------ Entries provided

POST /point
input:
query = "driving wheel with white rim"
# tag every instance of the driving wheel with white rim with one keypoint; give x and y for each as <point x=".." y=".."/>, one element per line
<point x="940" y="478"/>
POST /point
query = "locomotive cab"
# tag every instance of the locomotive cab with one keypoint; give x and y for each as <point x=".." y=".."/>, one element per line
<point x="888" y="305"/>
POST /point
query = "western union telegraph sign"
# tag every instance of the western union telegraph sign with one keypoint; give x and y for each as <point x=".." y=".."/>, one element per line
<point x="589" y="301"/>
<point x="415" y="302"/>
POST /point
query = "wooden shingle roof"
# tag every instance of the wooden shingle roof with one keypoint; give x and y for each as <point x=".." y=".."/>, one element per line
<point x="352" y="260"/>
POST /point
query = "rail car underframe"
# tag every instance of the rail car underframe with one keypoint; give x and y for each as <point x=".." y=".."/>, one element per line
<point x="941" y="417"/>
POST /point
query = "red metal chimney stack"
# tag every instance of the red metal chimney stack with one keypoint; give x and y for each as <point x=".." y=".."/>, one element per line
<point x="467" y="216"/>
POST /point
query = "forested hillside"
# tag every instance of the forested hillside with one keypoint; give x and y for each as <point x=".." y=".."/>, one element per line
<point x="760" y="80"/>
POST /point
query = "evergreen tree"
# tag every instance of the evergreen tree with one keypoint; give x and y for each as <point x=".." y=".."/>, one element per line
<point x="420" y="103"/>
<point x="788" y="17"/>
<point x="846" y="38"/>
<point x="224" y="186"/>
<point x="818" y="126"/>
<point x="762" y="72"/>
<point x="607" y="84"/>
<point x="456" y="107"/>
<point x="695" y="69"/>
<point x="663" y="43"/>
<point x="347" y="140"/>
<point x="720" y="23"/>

------------

» **Task statement**
I would like you to output every record exactly as written.

» **Result**
POST /point
input:
query = "driving wheel with white rim"
# tag every instance of the driving wheel with white rim with one keypoint; give x and y for each as <point x=".." y=".."/>, one element per line
<point x="940" y="478"/>
POST /point
query = "locomotive cab"
# tag every instance of the locomotive cab with one keypoint; give x and y for each as <point x=".." y=".."/>, one element per line
<point x="888" y="305"/>
POST /point
query = "western union telegraph sign"
# tag every instance of the western union telegraph sign with one keypoint; give x and y for each as <point x=".." y=".."/>, one element per line
<point x="589" y="301"/>
<point x="415" y="302"/>
POST /point
query = "wooden shingle roof"
# tag every instance of the wooden shingle roof with one keypoint; give x and y for each as <point x=".." y=".."/>, one element per line
<point x="352" y="260"/>
POST /point
query = "rail car underframe"
# tag every instance of the rail car underframe with one keypoint; give x and y for each as <point x=".." y=".."/>, one element per line
<point x="941" y="417"/>
POST /point
query = "red metal chimney stack"
# tag every instance of the red metal chimney stack with one keypoint; give x and y for each as <point x=".." y=".."/>, one element per line
<point x="467" y="216"/>
POST /point
query = "forested hillside"
# tag every instance of the forested hillside with one keypoint; give x and y for each as <point x=".." y=".."/>, one element per line
<point x="760" y="80"/>
POST /point
query = "evergreen tree"
# tag every instance of the evergreen tree with one keypoint; give x and y for each as <point x=".." y=".."/>, one element per line
<point x="420" y="103"/>
<point x="788" y="17"/>
<point x="846" y="38"/>
<point x="224" y="186"/>
<point x="818" y="126"/>
<point x="762" y="72"/>
<point x="607" y="84"/>
<point x="456" y="107"/>
<point x="695" y="69"/>
<point x="663" y="43"/>
<point x="347" y="140"/>
<point x="720" y="23"/>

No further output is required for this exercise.